_What is needed:_ Rewrite every line of the records in the stretch from the line containing "One point belongs on each instance of the green" through the end of the records, and shift every coordinate value by -91.

= = =

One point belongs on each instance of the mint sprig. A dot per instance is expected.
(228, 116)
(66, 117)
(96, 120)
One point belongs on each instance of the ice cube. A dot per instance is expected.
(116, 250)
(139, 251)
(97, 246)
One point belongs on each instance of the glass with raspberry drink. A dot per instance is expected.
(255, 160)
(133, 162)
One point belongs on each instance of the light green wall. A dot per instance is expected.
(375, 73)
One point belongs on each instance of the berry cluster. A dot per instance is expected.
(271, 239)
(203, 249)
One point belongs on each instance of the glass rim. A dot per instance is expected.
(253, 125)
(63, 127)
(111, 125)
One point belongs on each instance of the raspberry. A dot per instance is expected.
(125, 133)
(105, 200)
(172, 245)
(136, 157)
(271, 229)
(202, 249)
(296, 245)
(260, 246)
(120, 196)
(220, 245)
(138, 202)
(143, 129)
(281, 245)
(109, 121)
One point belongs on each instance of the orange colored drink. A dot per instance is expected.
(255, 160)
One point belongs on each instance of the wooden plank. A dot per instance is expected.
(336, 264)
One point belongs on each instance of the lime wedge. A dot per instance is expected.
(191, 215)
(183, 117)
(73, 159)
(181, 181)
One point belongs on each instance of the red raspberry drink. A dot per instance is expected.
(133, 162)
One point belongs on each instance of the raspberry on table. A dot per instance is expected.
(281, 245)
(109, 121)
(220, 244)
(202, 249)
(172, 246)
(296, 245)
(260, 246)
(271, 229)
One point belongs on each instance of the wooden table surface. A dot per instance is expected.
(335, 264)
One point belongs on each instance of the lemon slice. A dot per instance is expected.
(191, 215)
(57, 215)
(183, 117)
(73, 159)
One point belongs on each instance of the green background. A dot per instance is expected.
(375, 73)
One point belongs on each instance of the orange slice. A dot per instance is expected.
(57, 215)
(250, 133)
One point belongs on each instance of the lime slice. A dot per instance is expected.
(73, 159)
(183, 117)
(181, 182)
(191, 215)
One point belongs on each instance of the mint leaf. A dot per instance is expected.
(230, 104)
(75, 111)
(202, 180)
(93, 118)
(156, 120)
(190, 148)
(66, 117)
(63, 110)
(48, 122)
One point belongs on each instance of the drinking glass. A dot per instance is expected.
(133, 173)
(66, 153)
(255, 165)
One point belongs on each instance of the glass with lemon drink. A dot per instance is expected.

= = =

_Solved exercise:_
One point belongs on each instance of the green background. A dot per instance is expected.
(284, -18)
One point belongs on each instance of the orange slice. A dot per instance is expected.
(-34, 124)
(159, 42)
One point belongs on each instance of the lime slice. A dot per instance is expected.
(-18, 68)
(92, 26)
(90, 91)
(100, 124)
One point belongs on each instance of the mint leaf. A dot per instance is expected.
(139, 13)
(-16, 20)
(111, 89)
(2, 27)
(65, 29)
(99, 57)
(-25, 26)
(-28, 19)
(-43, 31)
One point belongs on each instance of the drinking glass. A dot per instance is expected.
(42, 82)
(-25, 62)
(164, 74)
One point belongs on each instance of the glass with lemon drink. A dot per instance is expected.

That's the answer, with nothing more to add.